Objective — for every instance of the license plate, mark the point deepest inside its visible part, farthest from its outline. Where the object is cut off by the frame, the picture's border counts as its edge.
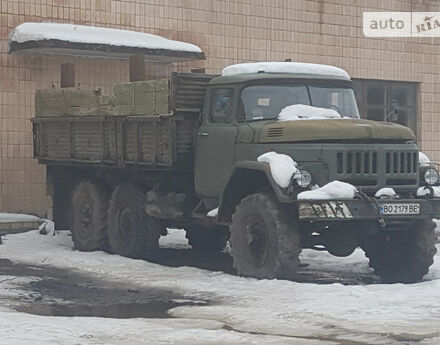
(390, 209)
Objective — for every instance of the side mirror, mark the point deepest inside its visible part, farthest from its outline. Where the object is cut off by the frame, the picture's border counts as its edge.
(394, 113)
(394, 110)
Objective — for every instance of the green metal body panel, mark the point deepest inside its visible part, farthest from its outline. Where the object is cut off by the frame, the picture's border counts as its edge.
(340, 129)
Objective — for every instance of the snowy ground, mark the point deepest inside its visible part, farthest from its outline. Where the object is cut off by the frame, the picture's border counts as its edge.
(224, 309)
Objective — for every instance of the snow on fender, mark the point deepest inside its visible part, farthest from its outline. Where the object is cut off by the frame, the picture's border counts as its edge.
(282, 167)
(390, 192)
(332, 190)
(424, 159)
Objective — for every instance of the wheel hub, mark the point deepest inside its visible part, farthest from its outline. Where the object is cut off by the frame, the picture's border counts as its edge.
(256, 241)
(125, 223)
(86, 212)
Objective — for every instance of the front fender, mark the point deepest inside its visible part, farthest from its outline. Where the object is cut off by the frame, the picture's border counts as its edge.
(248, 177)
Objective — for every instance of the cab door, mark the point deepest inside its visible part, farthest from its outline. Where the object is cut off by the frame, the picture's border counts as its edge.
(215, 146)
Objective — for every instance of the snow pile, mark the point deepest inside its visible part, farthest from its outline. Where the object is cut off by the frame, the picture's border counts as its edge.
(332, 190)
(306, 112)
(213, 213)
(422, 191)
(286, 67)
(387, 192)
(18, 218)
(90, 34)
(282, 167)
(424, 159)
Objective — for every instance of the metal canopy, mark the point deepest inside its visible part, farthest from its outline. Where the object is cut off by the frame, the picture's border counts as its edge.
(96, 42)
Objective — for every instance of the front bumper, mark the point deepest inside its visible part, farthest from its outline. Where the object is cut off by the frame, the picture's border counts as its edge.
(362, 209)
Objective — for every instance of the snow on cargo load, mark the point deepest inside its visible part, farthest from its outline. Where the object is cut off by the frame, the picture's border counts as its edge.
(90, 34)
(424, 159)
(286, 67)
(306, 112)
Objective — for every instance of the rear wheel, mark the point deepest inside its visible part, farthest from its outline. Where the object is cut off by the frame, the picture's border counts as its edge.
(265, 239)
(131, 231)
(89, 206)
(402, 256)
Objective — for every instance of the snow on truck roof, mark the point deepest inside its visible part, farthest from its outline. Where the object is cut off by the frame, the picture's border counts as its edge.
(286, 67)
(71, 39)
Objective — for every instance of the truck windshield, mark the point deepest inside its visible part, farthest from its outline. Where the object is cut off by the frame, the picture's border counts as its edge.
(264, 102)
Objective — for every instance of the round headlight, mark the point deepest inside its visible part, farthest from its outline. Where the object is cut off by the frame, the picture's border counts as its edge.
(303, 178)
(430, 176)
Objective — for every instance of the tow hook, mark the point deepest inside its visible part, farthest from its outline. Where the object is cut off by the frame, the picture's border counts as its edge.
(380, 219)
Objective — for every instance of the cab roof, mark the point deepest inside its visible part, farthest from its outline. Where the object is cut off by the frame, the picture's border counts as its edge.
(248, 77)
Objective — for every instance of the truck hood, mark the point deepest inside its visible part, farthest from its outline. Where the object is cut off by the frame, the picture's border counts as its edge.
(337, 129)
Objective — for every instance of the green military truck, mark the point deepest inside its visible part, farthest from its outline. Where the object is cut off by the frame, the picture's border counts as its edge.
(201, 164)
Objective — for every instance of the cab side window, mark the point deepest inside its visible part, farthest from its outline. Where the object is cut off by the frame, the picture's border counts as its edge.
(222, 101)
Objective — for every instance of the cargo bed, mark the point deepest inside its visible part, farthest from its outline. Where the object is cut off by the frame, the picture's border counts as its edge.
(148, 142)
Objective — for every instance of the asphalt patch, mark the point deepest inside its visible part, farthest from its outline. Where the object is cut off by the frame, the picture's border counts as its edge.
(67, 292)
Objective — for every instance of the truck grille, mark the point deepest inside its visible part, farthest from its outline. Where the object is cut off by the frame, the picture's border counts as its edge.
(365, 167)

-=-=-=-=-

- [Problem statement]
Copy out all of the items above verbatim, leaving out the pictures.

- [Solution to this exercise]
Objective — for every instance of the license plate, mark the point deepest inside its visible part, farthest from its outline. Where the object is cut off by the frame, the picture's border counts as its edge.
(390, 209)
Objective — for every instance of the side mirror, mark the point deepest inside its visible part, farthest from its outline. Where the object is cut off by the frame, the picture's border counts as its edge.
(394, 113)
(394, 110)
Objective — for every instance of the green metal body panel, mark the point deepest inside its visible part, farthest from its outline. Where the object is cut off by the frame, the picture's border counts as its edge.
(340, 129)
Objective — for every instance of the snowy ground, mark the point deepest inside its visible part, farthest from its outline. Where the object is cut off by the frame, the picture's border counts as its edge.
(224, 309)
Objective — for every instance of the snow on fender, mark the point deepest inside its visible part, farthest from its outline. Where the object is cut off by the frame, the picture's border counts as its edge.
(282, 167)
(390, 192)
(332, 190)
(424, 159)
Objective — for every instance of the wheel hub, mark the point deepest inside its visible part, farthest from its outline. Where the object is cut off by the frame, the picture's border counts as its edge.
(256, 241)
(125, 223)
(86, 212)
Objective — for every instance of the front fender, mark the point deepest inside its visible part, farthest from its outline. Where the object is cut off by the frame, the picture's border counts as its edge.
(248, 177)
Objective — for every instance of the cab door, mark the point deepest inside its visible part, farthest from its outline. Where the object is cut off by the frame, the picture's border counts as its edge.
(215, 146)
Objective — for every instance of the snow pile, mark the point deepest inside its visible part, farthest from its outline. Where the object is cut off by the frame, the picture's border counts as its edge.
(332, 190)
(306, 112)
(213, 213)
(422, 191)
(286, 67)
(387, 192)
(18, 218)
(90, 34)
(282, 167)
(424, 159)
Objective — for every instance of the metal canopy, mark the point deepest inside its visible part, farthest from its outline. Where the object is cut off by the frame, the picture's border counts as its edge.
(96, 42)
Objective — for every instance of the front bumper, mark the point deepest inside its visible part, farthest from its outline. Where the object is cut off by the frame, the picture's border counts as its edge.
(362, 209)
Objective — for every instance of the snow on cargo load, mark the point deepest inside its visible part, farthest from its outline. Where the object is cut off by the frame, the picture's border counts as its edge.
(90, 34)
(424, 159)
(286, 67)
(306, 112)
Objective — for every instance of the rear wheel, mark the point deepest inside its visible part, farthest from its outline. Where the object is cut off by the frame, the picture's border counts as its edge.
(265, 239)
(131, 231)
(89, 206)
(402, 256)
Objective — for every instance of the snow on truck roof, mark the point deepest inside its visible part, farthest from its outline. Where the object is cut off by the frame, the picture's border counts as its edge.
(286, 67)
(71, 39)
Objective — for every instance of the truck windshield, mark the point deepest inside its visible part, farthest from its outline. Where the object is cut off by the frame, the picture's border counts as its edge.
(264, 102)
Objective — for every instance of the round headlight, mark the point deepest inside its visible part, farthest from its outline. Where the object is cut off by the frame, the picture's border counts as its edge.
(303, 178)
(430, 176)
Objective — for every instance of the tow hook, mark the point deepest inside its visible part, farthest from its outline. Where the object is cut off by the frame, the picture's border counts as its edge.
(380, 219)
Objective — for every instance of the cab roof, mark the point deepest inside its visible part, farthest from its outline. Where the object is cut off by the frame, the picture's border counts as its edge.
(248, 77)
Objective — for every instance of the truck hood, mark the point deepest inside its visible part, farthest from its outline. Where the object is cut off by the frame, the picture's border counts as its edge.
(337, 129)
Objective — for every instance of the green military truck, mark the point deepest inside its visible part, farthest from its outline. Where the object is cut off by the frame, the picture's border counts as its edge.
(201, 164)
Objective — for every instance of the cab side window, mark the point deepest inside its visible part, farthest from its outline. Where the object is cut off by the frame, the picture's border counts as its edge.
(222, 101)
Objective — for every instance of the cargo bed, mark the point deepest inside its visible part, farthest from its outline. Where the object is cut off by the frame, the picture's border counts as its edge.
(148, 142)
Objective — for every instance of the asphalt patch, mark the point deepest inside its visible part, farthest from its outline. Where the object is cut off by the frame, the picture's border counts as its edge.
(67, 292)
Objective — for every instance of the truck grille, mark the point deepest inside its visible part, farthest from its outline. Where the object is cut off by the frame, the picture's border counts as its edge.
(365, 167)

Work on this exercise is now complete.